* TEXTO DEL EJERCICIO:
━━━━
Nos hemos tirado semanas hablando de una palabra en una canción de Mecano, ignorando el fondo de la cuestión: que alguien reclamaba el derecho a quitar de una obra artística aquello que, con razón o sin ella, no le gustaba. Y me pregunto adonde puede llevarnos eso. Quizá a reclamar la eliminación de la bofetada de Glenn Ford a Rita Hayworth en la secuencia de Gilda. O la paliza al perro de La familia de Pascual Duarte. O el episodio de pederastia de El amor en los tiempos del cólera, cuando el protagonista, Florentino Ariza, seduce a América Vicuña, que tiene 13 años frente a los setenta largos del galán. O toda la novela La casa de las bellas durmientes, donde ricos y pervertidos ancianos de Kyoto pagan fortunas por dormir al lado de hermosas muchachas narcotizadas…
Se empieza exigiendo el cambio de una palabra en una canción y se acaba sugiriendo la quema de Lolita. El problema es que es más fácil dar la razón a los que proponen la censura que al que se opone a ella: escandalizarse con lo que sea es más vistoso que apaciguar, que serenarse.
━━━━
[Entradas del conjunto de datos]
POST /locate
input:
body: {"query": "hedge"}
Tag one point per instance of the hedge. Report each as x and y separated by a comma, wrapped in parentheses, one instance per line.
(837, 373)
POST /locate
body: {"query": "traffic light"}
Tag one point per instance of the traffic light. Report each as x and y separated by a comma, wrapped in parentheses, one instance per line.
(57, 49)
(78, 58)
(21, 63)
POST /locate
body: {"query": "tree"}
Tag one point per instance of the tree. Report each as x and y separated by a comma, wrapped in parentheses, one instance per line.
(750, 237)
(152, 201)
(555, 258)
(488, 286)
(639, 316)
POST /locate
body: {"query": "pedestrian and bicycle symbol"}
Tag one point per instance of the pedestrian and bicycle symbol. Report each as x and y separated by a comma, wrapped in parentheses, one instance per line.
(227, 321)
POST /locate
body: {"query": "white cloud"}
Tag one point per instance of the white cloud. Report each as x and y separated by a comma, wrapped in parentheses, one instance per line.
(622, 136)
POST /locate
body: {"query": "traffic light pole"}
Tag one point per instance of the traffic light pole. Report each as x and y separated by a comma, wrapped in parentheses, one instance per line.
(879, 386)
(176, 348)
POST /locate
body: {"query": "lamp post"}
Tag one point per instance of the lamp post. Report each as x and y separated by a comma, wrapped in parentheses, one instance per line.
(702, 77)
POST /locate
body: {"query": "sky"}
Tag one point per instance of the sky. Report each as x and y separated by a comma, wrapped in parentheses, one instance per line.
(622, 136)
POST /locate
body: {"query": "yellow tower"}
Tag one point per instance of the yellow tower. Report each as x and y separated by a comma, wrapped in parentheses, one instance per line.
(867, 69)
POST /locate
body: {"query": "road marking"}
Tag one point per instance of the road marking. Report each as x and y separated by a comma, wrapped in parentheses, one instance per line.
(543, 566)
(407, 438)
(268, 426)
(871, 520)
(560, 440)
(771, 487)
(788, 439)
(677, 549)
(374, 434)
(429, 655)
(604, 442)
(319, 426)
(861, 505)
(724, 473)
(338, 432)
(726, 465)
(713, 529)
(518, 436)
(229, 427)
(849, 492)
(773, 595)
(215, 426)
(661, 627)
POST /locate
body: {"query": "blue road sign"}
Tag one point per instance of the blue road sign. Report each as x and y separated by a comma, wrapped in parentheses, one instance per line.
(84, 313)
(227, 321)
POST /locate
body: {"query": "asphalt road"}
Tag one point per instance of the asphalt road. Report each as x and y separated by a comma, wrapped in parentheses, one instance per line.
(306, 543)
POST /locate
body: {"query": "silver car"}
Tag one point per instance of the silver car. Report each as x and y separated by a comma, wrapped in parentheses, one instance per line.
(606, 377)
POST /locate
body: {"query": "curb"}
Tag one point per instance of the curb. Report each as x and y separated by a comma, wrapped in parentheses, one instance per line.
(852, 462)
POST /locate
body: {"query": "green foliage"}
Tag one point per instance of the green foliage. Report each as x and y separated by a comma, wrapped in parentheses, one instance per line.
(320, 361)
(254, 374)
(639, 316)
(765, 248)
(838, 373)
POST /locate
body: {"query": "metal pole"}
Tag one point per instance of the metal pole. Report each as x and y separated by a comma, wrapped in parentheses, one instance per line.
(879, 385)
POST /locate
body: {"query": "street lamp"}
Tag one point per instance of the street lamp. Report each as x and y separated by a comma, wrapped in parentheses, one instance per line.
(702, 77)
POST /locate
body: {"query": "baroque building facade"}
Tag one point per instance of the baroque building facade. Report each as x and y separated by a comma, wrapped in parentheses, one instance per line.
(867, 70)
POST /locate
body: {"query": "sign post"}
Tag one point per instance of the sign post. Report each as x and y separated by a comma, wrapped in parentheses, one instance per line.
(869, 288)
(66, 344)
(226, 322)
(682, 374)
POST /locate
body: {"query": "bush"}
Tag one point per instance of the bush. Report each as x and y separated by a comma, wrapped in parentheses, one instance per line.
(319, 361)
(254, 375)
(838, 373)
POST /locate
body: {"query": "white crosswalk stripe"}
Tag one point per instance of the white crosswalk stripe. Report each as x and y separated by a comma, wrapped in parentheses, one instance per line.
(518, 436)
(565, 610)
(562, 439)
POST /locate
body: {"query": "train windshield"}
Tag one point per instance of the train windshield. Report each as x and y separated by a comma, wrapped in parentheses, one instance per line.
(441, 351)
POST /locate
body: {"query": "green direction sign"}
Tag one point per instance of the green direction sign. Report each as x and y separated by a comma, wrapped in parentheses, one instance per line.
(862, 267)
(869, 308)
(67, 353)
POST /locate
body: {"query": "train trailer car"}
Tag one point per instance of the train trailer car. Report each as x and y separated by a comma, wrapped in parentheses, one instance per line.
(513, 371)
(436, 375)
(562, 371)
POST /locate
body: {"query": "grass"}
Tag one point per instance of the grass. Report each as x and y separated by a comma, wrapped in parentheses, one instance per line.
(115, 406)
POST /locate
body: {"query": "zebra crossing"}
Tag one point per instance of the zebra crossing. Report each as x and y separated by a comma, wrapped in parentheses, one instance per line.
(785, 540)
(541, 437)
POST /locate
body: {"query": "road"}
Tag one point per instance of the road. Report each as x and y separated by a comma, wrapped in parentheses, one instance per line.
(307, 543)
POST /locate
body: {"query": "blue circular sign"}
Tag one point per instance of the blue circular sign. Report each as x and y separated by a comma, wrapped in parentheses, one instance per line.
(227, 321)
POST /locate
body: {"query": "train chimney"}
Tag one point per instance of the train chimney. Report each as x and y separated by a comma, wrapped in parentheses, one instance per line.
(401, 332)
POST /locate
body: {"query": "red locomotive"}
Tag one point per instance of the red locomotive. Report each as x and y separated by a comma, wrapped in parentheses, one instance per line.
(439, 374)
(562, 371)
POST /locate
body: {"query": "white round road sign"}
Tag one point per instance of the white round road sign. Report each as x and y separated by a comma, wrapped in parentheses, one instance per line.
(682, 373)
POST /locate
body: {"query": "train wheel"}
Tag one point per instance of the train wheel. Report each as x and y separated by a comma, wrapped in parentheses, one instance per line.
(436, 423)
━━━━
* COMPLETA LO SIGUIENTE:
**a.** Enumera todas las obras que el artículo sobre la censura menciona por su título.
**b.** Escribe la continuación del artículo sobre la censura a partir de la frase que termina en «que serenarse».

* LISTA DE RESPUESTAS:
**a.** Gilda, La familia de Pascual Duarte, El amor en los tiempos del cólera, La casa de las bellas durmientes y Lolita.

**b.**
Linchar en redes, mucho más divertido que intentar entender lo que dice el otro. Estamos aprendiendo a vivir con cierto miedo preventivo. Hay un nuevo matonismo instalado en las redes sociales presto al linchamiento del disidente. Y no tiene piedad.
Lo sé porque lo probé en mis carnes, y es terrible. El viernes se celebraba el día contra el cáncer de mama, y descubrí, atribulada, que no era capaz de colocar un lazo rosa en mi foto de perfil de Twitter. Empecé a contar los segundos que faltaban para que uno de los odiadores profesionales que vigilan mis movimientos me echase en cara la insolidaridad con todas las enfermas por no haber colocado el dichoso lazo.
Estaba haciendo intentos desesperados por tunear mi foto cuando pensé en que mi madre murió de cáncer de mama, y que eso debería darme carta de naturaleza para no obsesionarme por símbolos bonitos, pero menores. En este punto, por desgracia, no tengo gran cosa de la que dar prueba: mi lazo rosa es la orfandad, y la llevo encima cada día.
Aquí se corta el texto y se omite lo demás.